━━━━━ Task material

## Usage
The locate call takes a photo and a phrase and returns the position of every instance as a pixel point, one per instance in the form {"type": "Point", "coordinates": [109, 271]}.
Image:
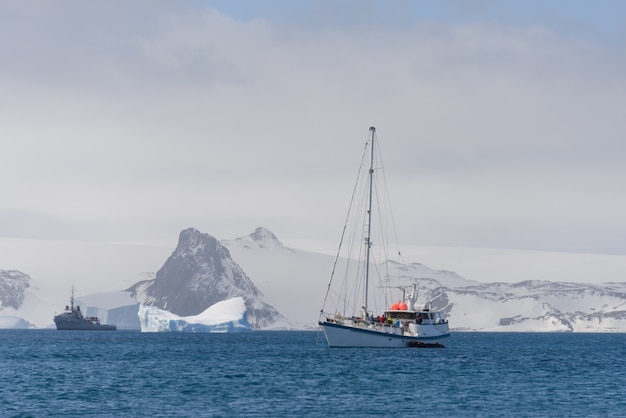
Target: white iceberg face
{"type": "Point", "coordinates": [225, 316]}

━━━━━━━━━━

**What is being asked**. Change "pixel point" to "pixel coordinate" throughout the records above and write them out again with nothing else altered. Leave the pictures out.

**Task output**.
## Usage
The locate call takes a photo and a phrase and returns the position of every instance as a pixel coordinate, one per instance in the form {"type": "Point", "coordinates": [109, 271]}.
Image:
Target: white iceberg face
{"type": "Point", "coordinates": [225, 316]}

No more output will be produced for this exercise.